La Suisse et la 2e Guerre mondiale – Partie II

Christian Favre
Christian Favre
Essayiste

Pilet-Golaz était lui-même effrayé par les exigences allemandes en matière d’échanges, il a parlé de "concessions effroyables". Sachant cela et n’ayant guère d’autres issues pour maintenir l’approvisionnement de la Suisse, Pilet-Golaz a très rapidement compris qu’on lui en ferait payer le prix, lourdement. Mais il a tout pris sur lui, ne s’est jamais défendu et n’a jamais essayé de le faire. Par contre ce que l’on sait moins, parce qu’on ne tient  manifestement pas à le montrer, c’est l’engagement humanitaire entrepris par le Conseil fédéral, il fut considérable et ici encore on retrouve Pilet-Golaz.

Je ne vais pas montrer des chiffres mais en tout cas il est certain que Pilet-Golaz s’est engagé dans l’aide humanitaire.

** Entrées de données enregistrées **
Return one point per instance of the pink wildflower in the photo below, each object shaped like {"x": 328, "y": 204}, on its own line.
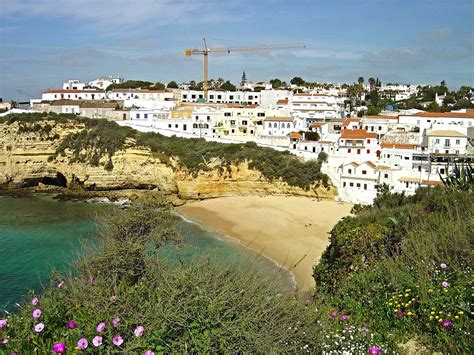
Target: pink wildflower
{"x": 117, "y": 340}
{"x": 97, "y": 341}
{"x": 36, "y": 313}
{"x": 39, "y": 327}
{"x": 115, "y": 322}
{"x": 82, "y": 343}
{"x": 374, "y": 350}
{"x": 59, "y": 348}
{"x": 100, "y": 327}
{"x": 139, "y": 331}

** Consigne **
Dans l'extrait, quelle expression Pilet-Golaz a-t-il employée à propos des exigences allemandes en matière d'échanges ? Veuillez vous fonder uniquement sur l'extrait.

** Réponse **
Il a parlé de « concessions effroyables ».